**Exercise input:**

•••••

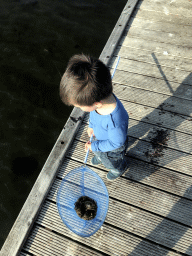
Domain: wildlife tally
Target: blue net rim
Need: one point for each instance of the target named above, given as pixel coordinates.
(80, 169)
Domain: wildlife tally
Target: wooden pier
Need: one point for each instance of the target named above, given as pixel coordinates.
(150, 206)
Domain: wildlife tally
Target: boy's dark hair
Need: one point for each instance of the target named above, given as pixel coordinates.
(86, 80)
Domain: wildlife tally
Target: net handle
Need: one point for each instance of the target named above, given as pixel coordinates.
(85, 160)
(88, 150)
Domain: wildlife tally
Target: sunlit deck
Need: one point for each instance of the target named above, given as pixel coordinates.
(150, 206)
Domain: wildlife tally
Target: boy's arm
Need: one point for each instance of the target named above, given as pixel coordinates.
(116, 138)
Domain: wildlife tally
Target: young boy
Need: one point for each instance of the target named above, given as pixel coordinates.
(87, 84)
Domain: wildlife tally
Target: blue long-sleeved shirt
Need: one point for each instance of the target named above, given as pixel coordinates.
(109, 130)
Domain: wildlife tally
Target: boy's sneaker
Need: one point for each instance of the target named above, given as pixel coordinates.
(95, 161)
(114, 174)
(111, 176)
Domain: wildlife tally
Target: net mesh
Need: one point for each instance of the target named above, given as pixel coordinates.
(79, 182)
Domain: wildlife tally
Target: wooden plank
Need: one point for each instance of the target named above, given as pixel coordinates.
(138, 222)
(46, 243)
(139, 195)
(38, 193)
(182, 91)
(162, 17)
(117, 31)
(108, 240)
(163, 59)
(148, 24)
(153, 70)
(147, 132)
(181, 8)
(159, 36)
(146, 173)
(41, 187)
(156, 116)
(153, 99)
(175, 140)
(24, 254)
(163, 48)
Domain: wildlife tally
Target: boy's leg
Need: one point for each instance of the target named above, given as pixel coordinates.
(114, 160)
(121, 164)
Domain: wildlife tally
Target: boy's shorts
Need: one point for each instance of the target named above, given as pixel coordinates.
(114, 159)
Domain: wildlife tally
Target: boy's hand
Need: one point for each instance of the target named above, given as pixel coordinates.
(90, 131)
(88, 145)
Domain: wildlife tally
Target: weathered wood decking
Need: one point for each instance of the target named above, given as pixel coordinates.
(150, 207)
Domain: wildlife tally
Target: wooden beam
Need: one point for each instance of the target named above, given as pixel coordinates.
(118, 31)
(32, 206)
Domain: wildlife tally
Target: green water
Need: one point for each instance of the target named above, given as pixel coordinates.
(36, 42)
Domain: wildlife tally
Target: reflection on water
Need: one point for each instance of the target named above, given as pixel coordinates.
(37, 40)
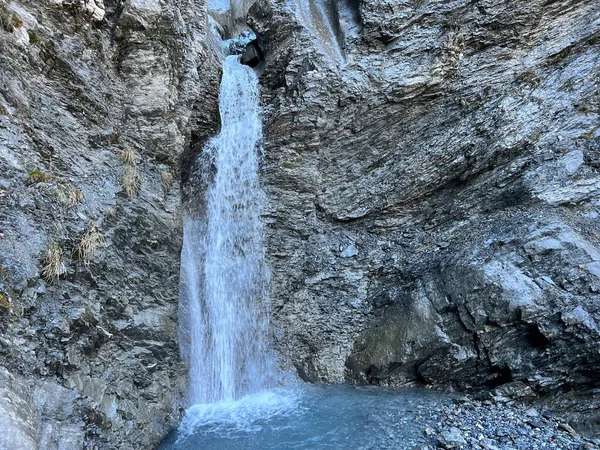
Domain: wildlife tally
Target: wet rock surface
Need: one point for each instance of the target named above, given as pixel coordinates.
(98, 100)
(433, 191)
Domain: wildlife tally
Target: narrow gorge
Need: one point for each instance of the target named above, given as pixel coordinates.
(369, 198)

•••••

**Short task:** Quote the full listing above word for word; exclude every picture from the copy.

**Correct answer:**
Domain: wildlife tally
Target: blue net rim
Need: one point for each instance of the target named above, given as pixel coordinates.
(80, 169)
Domain: wildlife tally
Target: wooden pier
Need: one point for each instance of the target named above, given as pixel coordinates.
(150, 206)
Domain: wildlife tally
Target: boy's dark hair
Need: one point for each instance of the target named above, given as pixel coordinates.
(86, 80)
Domain: wildlife tally
Target: net handle
Need: one point for each instance of the target named above, given as pixel coordinates.
(85, 160)
(88, 150)
Domain: wildlife tally
Target: sunlit deck
Need: one point for each instance of the target named above, given as pixel coordinates.
(150, 206)
Domain: wildlife tally
Target: boy's arm
Need: one point for each instance of the target named above, given as pixel coordinates.
(116, 138)
Domain: wildlife tally
Target: young boy
Need: one point for each instance of the target named above, given as pixel coordinates.
(87, 84)
Domain: wildlife tally
Target: blue long-sleeved shirt
Need: one point for each instance of the target named above, given as pixel coordinates.
(109, 130)
Domain: wildlife tally
Target: boy's sneaker
Need: one point for each instance of the target named above, given as pixel coordinates.
(95, 161)
(114, 174)
(111, 176)
Domain: wildlife tally
Target: net mesh
Need: one point for each instance of the target named above, given as pixel coordinates.
(79, 182)
Domain: wildlife tally
Target: wooden plank
Need: one point for each instance of the target named above, given as pixel coordinates.
(138, 222)
(46, 243)
(139, 195)
(38, 193)
(182, 91)
(162, 17)
(117, 31)
(108, 240)
(163, 59)
(148, 24)
(153, 70)
(147, 132)
(181, 8)
(159, 36)
(146, 173)
(41, 187)
(156, 116)
(153, 99)
(175, 140)
(24, 254)
(163, 48)
Domain: wildlife tally
Target: boy's leg
Need: one point for each instance of the target named above, given as pixel coordinates.
(114, 160)
(121, 164)
Domain: wildlife tally
Target: boy's shorts
Need: one point for each instance of the target named above, given as pixel coordinates.
(114, 159)
Domain: wildlife tally
Target: boy's hand
Need: one point for each instance of the target named above, given as pixel coordinates.
(90, 131)
(88, 145)
Domain: wildlife tally
Target: weathered wood decking
Need: one point for each instance of the target named above, given as pixel coordinates.
(150, 207)
Domain: wildlife tally
Target: wooden beam
Need: one point for each instance of the target named above, given as pixel coordinates.
(118, 31)
(32, 206)
Domain: wildlife tally
Target: green water
Need: one point for each instance of the target named above, given as pixel coordinates.
(36, 42)
Domain: wildlife tally
Target: reflection on water
Need: one point for each instance of the target named above, given as pixel coordinates.
(37, 40)
Domain: wildlife tally
Target: wet rock surface
Need: one point for each instance of the target named above, given as pixel coordinates.
(98, 100)
(433, 191)
Domain: wildlife tally
Target: narrow gorge
Need: one point for each instance of the target named above, given as pixel coordinates.
(369, 198)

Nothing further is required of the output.